• Selected excerpt:
——
Gary: Totally. I’ve been invited to McGill, Concordia and a couple other university across Canada to give speeches around World’s Aids Day and it really amazes me when we go to, let’s say, the Frosh week and we have organizations that go into these parties to distribute condoms.
What always strikes me is when I go to these parties, me being an old guy, is to see the level of disgust and I’m telling you disgust of students when they see condoms being distributed. Then they look at the staff of these organizations like “I don’t need those, I’m not at risk”. Well I have news for you: you may not be at risk now but you don’t know the risk level of your partner or where your partner’s been.
Michael: That leads me to another myth or fact - do condoms save you from having HIV?
Gar: A condom is the only barrier, that is not a pill, which you can use to ensure that you do not get HIV if it does not break. A condom is also the same barrier that protects you from contracting any other STBBI and it’s the only barrier known. But there’s also some great news out there.
Let’s say somebody contracts HIV, we try to get them on medication right away. If we get them on antiretroviral treatments right away and they take them religiously, that will suppress their viral load. What happens in that case is that is that somebody who is living with HIV, who is taking pills and they have an undetectable viral load cannot retransmit HIV anymore. That’s news and that’s fact and that’s our campaign ‘Undetectable Equals Untransmittable’.
Michael: So that is not necessarily the cure but it is a step in the right direction because there is a way to not give partners the disease?
Gary: Yes, but that’s for the privileged few because it is a question of privilege. If you’re living in Toronto or a major urban city and you are working and you have group insurance or you have access to HIV meds through the province then you are privileged but some people do not have that access in Canada.
Michael: Fact or myth - homosexuals are more likely to contract the disease?
Gary: Myth. About 57% of the HIV infected people in Canada are men who have sex with men because by government standards we are are not supposed to say ‘gay’ anymore. It is men who have sex with men because not everyone identifies as gay, bisexual etc. That’s a myth because the rest of the people are heterosexual and we say that about 40% are women so that’s a myth in itself*.
——
• Material provided:
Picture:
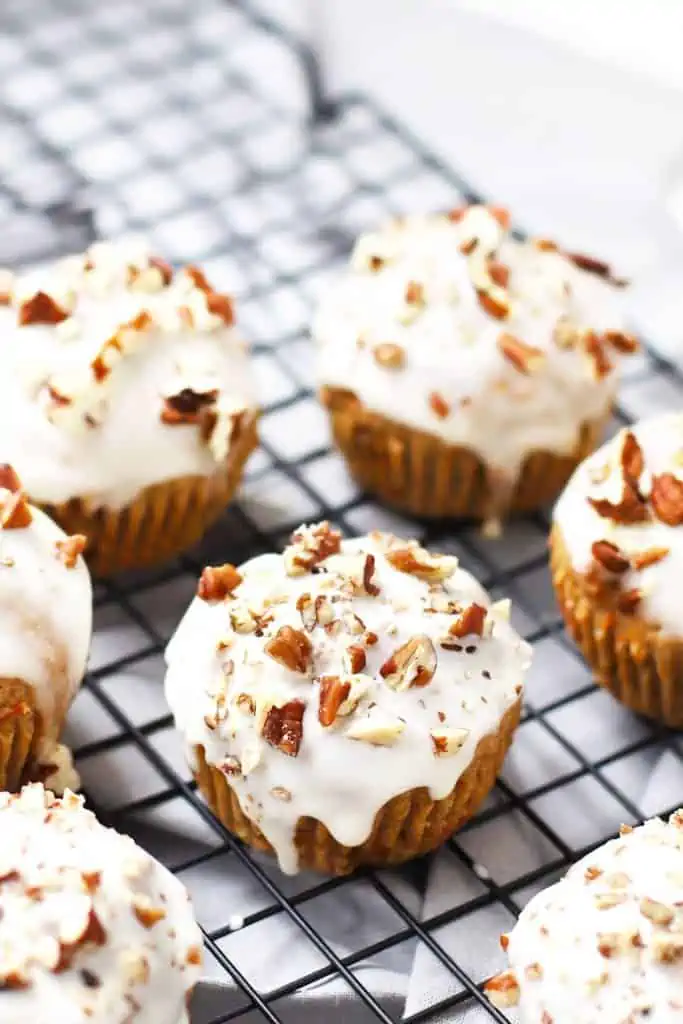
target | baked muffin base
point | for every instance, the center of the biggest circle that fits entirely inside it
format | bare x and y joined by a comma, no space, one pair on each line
421,474
628,655
162,521
408,826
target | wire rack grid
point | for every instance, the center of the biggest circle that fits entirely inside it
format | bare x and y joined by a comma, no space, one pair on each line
155,118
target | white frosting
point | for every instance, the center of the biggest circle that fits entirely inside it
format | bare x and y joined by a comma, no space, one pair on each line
450,342
45,613
93,930
344,772
601,477
605,944
108,441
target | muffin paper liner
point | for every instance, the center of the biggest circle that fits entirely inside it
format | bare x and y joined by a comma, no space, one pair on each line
423,475
629,656
19,732
409,825
162,521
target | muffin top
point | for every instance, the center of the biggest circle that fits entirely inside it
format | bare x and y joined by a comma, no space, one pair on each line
605,944
327,680
621,521
92,930
45,602
117,372
449,325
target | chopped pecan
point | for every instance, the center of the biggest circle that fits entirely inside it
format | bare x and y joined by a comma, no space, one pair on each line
8,478
15,512
643,559
597,354
291,648
631,508
499,272
217,582
40,308
438,404
70,549
414,664
221,306
187,406
622,342
333,693
470,622
609,557
284,727
495,307
419,562
389,355
667,499
525,358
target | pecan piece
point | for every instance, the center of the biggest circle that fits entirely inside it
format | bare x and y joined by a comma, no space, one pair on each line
470,622
609,557
8,478
667,499
389,355
15,512
438,404
284,727
291,648
70,549
217,582
40,308
525,358
333,693
414,664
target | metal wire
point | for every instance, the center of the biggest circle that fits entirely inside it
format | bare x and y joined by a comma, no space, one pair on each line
151,119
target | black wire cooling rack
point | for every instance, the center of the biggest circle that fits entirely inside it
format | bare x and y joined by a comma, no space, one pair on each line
156,118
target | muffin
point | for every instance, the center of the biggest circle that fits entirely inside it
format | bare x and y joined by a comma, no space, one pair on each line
467,373
45,627
616,559
604,945
345,702
127,400
92,930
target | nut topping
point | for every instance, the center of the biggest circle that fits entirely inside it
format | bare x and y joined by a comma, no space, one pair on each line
70,549
40,308
218,582
284,727
525,358
389,355
291,648
609,557
667,499
414,664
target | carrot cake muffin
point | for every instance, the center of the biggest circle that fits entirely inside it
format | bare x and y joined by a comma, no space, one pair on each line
126,398
92,929
45,628
466,373
616,556
605,944
347,701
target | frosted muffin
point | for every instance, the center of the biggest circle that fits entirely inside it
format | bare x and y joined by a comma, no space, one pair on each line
126,400
605,944
466,373
92,930
45,629
347,701
616,558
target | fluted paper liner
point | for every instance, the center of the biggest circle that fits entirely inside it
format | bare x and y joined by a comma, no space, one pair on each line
421,474
628,655
409,825
162,521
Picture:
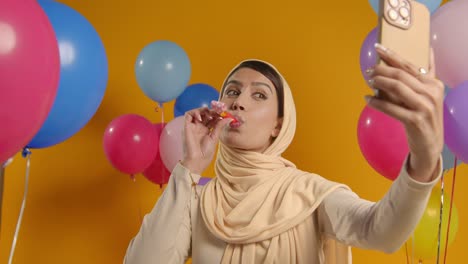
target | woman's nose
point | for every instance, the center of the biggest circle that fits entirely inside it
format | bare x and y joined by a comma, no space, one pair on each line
237,106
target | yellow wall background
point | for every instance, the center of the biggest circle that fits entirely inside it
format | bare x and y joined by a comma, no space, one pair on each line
81,210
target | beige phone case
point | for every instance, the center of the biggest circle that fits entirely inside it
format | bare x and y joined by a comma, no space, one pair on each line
404,27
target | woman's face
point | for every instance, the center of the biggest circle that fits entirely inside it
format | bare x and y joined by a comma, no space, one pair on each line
252,98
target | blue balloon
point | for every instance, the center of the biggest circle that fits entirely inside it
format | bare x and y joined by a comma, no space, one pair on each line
432,5
83,75
162,70
449,158
195,96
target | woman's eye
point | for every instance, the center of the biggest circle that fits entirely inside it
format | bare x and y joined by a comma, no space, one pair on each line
232,92
260,96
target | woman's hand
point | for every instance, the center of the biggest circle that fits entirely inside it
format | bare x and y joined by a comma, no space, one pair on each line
415,97
201,135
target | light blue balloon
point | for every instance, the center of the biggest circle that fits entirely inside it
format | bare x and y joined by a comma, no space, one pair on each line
83,75
162,70
432,5
449,158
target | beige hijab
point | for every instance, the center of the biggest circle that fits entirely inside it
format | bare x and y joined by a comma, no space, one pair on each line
257,199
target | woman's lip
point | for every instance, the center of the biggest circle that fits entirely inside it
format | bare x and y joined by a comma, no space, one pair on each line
235,124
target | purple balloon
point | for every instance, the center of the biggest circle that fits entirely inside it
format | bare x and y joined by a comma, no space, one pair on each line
456,121
368,55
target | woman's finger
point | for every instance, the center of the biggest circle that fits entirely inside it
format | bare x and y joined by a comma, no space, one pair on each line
394,73
395,60
398,93
396,111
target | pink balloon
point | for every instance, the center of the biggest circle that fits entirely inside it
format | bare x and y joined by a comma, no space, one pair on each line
383,142
157,172
29,73
450,42
130,143
170,144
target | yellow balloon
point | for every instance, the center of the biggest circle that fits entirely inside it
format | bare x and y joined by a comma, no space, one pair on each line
427,231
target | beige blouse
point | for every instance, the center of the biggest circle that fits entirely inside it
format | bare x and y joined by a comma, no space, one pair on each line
174,230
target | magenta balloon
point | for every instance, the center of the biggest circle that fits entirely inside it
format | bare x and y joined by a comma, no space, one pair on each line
450,42
456,121
383,142
157,172
29,73
130,143
170,145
——
Please give the next part of the interview about HIV myths, picking up right after its last line. The data above stands apart from the interview about HIV myths.

• Result of the exercise:
(*Editor’s Note: According to the Canadian Aids Society, Women make up a significant proportion of people living with or risk at HIV/AIDS in Canada. The estimate of 16, 880 females living with HIV (including AIDS) represents 22.4% of the national total.
Michael: We were just talking off air about you being in Toronto on business for the Canadian Aids Society, can you elaborate why?
Gary: We are hosting a meeting here with our provincial and local organizers. We are about ten people meeting to elaborate the national framework of delivering a national HIV testing day for June 27th 2018, which has never been done in Canada before.
In the states, they have June 27th as their national HIV testing date every year. In Canada the federal government are not able to do this because of provincial and territorial health policies that exist in the provinces, so they are not allowed to go into national testing. So we as a community organization decided with our partners and our members across Canada deliver this.
It would be education, it would be awareness and it would bring down stigma to have this national HIV testing day. But we’re going to be elaborating it as more of a sexual health testing day than just HIV. It would be strongly anchored in HIV but we truly believe that the power of sexual education exists only when we talking about the sexual wellbeing of that person in a holistic manner.
Michael: Where can we get more information about HIV and Aids?
Gary: Visit your local clinic or get more information from the Canadian Aids Society.